[start Materials provided]

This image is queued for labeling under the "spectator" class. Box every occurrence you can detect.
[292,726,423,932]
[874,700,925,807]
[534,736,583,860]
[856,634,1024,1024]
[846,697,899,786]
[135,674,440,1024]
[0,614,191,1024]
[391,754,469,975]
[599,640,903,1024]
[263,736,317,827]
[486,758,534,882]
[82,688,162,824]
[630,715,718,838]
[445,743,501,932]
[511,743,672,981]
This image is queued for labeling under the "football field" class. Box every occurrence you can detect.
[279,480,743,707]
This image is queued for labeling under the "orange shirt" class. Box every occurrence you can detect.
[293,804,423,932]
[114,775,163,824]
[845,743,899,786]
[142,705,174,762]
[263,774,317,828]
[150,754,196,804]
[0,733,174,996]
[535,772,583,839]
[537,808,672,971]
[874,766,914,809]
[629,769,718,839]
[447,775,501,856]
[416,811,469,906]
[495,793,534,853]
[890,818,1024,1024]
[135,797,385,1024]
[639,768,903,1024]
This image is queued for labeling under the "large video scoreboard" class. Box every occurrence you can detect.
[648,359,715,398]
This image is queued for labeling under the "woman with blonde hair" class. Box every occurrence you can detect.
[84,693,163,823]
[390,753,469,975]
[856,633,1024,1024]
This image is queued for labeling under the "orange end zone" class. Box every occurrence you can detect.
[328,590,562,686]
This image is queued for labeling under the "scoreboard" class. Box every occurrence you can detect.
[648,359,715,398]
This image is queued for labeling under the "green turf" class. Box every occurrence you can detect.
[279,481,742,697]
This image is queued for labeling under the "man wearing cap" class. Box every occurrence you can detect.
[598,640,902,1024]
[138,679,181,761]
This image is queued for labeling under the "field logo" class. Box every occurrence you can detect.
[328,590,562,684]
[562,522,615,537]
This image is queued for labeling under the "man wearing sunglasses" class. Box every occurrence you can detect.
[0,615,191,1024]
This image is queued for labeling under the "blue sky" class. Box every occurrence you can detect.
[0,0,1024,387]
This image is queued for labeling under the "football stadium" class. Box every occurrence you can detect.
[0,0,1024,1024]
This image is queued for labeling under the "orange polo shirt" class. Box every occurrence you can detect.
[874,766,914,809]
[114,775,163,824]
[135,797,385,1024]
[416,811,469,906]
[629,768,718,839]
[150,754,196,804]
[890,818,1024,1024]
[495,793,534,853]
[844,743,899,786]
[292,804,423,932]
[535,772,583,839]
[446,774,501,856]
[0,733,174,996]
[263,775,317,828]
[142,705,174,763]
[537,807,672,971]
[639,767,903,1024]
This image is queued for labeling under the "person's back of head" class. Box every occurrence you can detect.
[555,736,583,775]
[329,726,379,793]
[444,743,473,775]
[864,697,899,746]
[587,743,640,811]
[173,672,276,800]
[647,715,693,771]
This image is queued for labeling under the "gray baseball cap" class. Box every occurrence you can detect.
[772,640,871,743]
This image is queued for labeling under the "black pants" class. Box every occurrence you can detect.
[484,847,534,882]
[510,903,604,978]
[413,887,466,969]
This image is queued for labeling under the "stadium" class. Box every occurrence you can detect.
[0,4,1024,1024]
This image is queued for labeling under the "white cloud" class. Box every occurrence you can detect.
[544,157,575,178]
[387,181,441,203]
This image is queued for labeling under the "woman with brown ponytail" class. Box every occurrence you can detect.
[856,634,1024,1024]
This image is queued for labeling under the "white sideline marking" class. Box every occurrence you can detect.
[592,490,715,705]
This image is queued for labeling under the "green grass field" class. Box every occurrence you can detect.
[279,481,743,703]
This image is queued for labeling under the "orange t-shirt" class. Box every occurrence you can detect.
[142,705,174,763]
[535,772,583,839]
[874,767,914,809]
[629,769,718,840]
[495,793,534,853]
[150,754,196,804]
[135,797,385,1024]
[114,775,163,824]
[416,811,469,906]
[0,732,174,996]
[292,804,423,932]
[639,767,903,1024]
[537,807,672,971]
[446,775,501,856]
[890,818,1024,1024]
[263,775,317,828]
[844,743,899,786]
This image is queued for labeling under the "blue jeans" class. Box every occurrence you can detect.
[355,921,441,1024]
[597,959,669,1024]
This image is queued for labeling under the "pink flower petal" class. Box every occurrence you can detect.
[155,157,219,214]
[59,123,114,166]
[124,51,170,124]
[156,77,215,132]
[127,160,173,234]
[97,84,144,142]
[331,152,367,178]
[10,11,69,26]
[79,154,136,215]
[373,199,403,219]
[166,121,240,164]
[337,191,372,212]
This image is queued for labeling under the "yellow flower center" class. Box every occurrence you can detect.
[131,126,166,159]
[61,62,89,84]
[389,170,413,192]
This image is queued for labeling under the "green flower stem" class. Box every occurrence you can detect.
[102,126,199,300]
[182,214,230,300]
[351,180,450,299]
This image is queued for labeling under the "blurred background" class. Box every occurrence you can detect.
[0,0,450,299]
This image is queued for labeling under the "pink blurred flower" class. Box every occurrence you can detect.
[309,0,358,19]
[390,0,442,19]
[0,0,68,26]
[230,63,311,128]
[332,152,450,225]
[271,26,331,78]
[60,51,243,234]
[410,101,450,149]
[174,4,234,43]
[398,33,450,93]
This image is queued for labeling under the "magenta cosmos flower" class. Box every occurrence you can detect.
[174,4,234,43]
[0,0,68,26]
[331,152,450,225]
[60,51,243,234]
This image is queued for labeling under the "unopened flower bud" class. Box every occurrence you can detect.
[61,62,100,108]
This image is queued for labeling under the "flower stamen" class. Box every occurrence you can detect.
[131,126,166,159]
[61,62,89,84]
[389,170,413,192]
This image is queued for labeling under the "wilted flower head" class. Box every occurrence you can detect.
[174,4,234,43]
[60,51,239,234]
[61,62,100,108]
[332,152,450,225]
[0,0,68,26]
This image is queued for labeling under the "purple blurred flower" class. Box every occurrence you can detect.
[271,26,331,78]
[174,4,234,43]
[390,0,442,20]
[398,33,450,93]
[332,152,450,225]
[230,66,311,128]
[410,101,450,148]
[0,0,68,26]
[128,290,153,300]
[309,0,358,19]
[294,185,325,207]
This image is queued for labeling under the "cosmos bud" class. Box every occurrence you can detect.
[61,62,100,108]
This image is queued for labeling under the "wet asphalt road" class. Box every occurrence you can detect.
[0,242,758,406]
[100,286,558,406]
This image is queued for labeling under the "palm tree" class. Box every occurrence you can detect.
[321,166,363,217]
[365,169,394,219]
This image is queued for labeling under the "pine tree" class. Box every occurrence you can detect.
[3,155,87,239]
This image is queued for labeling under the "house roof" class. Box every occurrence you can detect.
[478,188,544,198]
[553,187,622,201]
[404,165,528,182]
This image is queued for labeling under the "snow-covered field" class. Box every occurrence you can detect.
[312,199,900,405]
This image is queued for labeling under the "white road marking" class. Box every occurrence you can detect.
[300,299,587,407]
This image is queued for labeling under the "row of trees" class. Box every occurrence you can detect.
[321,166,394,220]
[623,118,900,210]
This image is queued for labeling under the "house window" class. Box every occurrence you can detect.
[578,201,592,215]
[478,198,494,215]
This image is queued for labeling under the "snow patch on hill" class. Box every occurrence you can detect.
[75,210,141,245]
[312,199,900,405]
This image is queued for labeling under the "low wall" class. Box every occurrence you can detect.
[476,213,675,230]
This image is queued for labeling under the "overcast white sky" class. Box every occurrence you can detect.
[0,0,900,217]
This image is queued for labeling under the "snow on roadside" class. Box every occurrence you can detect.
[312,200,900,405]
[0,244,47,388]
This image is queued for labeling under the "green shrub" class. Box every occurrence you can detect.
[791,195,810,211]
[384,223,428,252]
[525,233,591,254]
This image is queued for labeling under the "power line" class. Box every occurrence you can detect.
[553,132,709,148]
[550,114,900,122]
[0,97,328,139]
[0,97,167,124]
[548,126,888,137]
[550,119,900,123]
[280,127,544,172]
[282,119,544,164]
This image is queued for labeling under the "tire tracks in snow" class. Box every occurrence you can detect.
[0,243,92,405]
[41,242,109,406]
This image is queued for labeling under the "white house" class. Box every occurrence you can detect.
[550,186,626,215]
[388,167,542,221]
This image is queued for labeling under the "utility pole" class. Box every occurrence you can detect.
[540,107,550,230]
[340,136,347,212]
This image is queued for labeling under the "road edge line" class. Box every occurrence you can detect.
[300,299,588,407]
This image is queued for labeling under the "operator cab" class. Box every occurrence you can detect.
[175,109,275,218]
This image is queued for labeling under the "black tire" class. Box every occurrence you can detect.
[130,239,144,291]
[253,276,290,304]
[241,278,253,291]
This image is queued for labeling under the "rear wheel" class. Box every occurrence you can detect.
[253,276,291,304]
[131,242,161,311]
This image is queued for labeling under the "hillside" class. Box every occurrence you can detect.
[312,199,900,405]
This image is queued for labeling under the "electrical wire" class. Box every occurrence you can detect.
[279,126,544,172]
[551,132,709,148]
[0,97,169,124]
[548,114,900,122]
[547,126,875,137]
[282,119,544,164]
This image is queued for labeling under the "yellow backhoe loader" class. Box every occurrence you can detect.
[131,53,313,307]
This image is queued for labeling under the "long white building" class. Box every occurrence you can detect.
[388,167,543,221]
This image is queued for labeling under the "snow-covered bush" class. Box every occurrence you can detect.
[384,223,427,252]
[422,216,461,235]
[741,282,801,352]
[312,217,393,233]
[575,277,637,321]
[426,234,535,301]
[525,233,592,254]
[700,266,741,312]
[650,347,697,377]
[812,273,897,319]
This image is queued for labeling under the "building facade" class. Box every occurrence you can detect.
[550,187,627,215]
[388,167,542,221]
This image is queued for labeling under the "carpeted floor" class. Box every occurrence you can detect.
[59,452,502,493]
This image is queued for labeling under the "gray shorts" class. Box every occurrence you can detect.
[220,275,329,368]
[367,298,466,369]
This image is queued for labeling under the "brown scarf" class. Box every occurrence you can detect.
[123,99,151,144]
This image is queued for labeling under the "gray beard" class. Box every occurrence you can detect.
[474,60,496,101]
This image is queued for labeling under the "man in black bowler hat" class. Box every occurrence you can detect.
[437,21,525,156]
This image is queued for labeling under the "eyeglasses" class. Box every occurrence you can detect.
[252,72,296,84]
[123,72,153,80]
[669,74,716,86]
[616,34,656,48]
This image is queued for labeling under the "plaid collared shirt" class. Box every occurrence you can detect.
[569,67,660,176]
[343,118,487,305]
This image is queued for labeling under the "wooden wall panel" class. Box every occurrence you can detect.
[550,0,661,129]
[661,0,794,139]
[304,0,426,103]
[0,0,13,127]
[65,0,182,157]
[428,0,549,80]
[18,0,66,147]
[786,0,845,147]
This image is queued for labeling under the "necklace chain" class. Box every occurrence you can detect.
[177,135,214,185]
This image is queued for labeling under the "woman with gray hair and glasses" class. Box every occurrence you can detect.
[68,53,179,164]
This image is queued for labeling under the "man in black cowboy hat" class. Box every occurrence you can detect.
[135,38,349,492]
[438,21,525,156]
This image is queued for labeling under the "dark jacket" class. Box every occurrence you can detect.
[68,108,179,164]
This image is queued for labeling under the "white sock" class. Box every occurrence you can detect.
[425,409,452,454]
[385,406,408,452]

[end Materials provided]

Written request: Arrange the records as a Markdown table with the columns Row and Line, leaving out blank lines. Begin at the line that has "in black bowler" and stop after the last line of the records.

Response to this exercise:
| Row | Line |
|---|---|
| 1 | This image is queued for labeling under the "man in black bowler hat" class. Box every occurrence you can detect. |
| 2 | [437,21,525,156] |
| 3 | This image is queued for labeling under the "eyeglasses" class. Box every occurrence you can detect. |
| 4 | [252,72,296,84] |
| 5 | [123,72,153,80] |
| 6 | [669,74,716,86] |
| 7 | [616,34,656,48] |
| 8 | This image is queued for labeling under the "plaid collared shirt" class. Box every occurrence you can detect. |
| 9 | [569,67,660,176] |
| 10 | [343,118,487,305] |
| 11 | This image is queued for labeling under the "wooden wall panel" class. Box every occurrence you can detect. |
| 12 | [550,0,661,129] |
| 13 | [661,0,794,139] |
| 14 | [304,0,426,103] |
| 15 | [0,0,13,127] |
| 16 | [65,0,182,157] |
| 17 | [428,0,549,80] |
| 18 | [18,0,66,147] |
| 19 | [786,0,845,147] |
| 20 | This image is queued for labeling under the "necklace chain" class. Box every occurrence you can detect. |
| 21 | [177,135,214,185] |
| 22 | This image is queued for labeling under the "woman with gray hair and glasses" class. Box every occurrence you can detect. |
| 23 | [68,53,179,164] |
| 24 | This image is queued for labeling under the "man in black cowboy hat" class. Box every occurrence you can detect. |
| 25 | [135,38,349,492] |
| 26 | [438,21,525,156] |
| 27 | This image is queued for labeling under the "dark jacket" class. Box every occurrence you can detect. |
| 28 | [68,108,179,164] |
| 29 | This image is queued for labeling under the "white sock" class. Box every occurrence you can detect. |
| 30 | [425,409,452,454] |
| 31 | [385,406,408,452] |